■ What you should do ■
The records below must be reproduced exactly. Strip out the pictures.

::::::::::

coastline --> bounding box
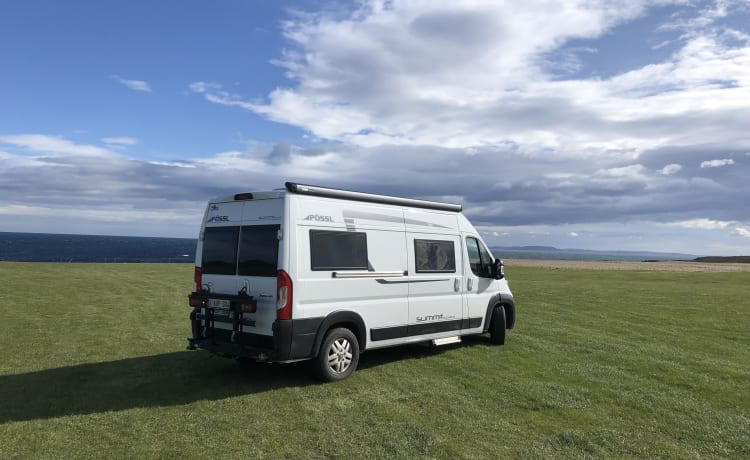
[504,258,750,272]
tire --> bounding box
[489,305,506,345]
[314,327,360,382]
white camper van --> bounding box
[188,183,515,381]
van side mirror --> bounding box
[492,258,505,280]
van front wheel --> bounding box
[489,305,506,345]
[315,328,360,382]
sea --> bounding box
[0,232,196,263]
[0,232,696,263]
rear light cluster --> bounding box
[276,270,293,320]
[188,296,203,308]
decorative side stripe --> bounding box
[375,277,451,284]
[332,270,405,279]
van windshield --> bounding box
[202,225,280,277]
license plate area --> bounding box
[208,298,231,309]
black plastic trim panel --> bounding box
[483,294,516,332]
[189,312,325,362]
[370,317,483,342]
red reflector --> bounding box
[189,297,203,308]
[194,266,202,292]
[234,193,254,200]
[242,303,257,313]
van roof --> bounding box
[209,182,463,213]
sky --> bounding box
[1,0,749,256]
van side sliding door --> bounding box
[406,233,465,336]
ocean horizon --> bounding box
[0,232,697,263]
[0,232,196,263]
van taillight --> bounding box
[194,267,202,292]
[276,270,293,320]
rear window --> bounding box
[202,225,279,277]
[202,226,239,275]
[238,225,280,277]
[310,230,368,271]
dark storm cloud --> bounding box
[274,142,749,228]
[2,121,748,252]
[266,142,292,165]
[3,136,747,232]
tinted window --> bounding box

::::::::::

■ Response ■
coastline --> bounding box
[504,258,750,272]
tire --> bounding box
[489,305,506,345]
[314,327,360,382]
white camper van --> bounding box
[188,183,515,381]
van side mirror --> bounding box
[492,258,505,280]
van front wheel --> bounding box
[489,305,506,345]
[315,328,360,382]
sea --> bounding box
[0,232,196,263]
[0,232,696,263]
rear light cluster --> bounding box
[276,270,293,320]
[188,296,203,308]
decorative side stripe --> bounding box
[375,277,451,284]
[332,270,405,279]
van windshield --> bounding box
[202,225,280,277]
license plate area --> bounding box
[208,298,231,309]
black plastic trim panel --> bounding box
[483,294,516,332]
[189,312,325,362]
[370,317,483,342]
red reflector --> bounding box
[189,297,203,308]
[194,266,202,292]
[234,193,254,200]
[242,303,257,313]
van roof --> bounding box
[209,182,463,213]
sky --> bounding box
[1,0,749,256]
van side sliding door --> bounding box
[406,233,465,336]
ocean horizon --> bounding box
[0,232,697,263]
[0,232,196,263]
van taillight --> bounding box
[194,267,202,292]
[276,270,293,320]
rear window --> bounding box
[202,225,279,277]
[202,226,239,275]
[238,225,280,277]
[310,230,368,271]
dark storm cloud --> bounding box
[274,142,749,228]
[2,121,748,252]
[266,142,292,165]
[3,136,747,232]
tinted window --> bounding box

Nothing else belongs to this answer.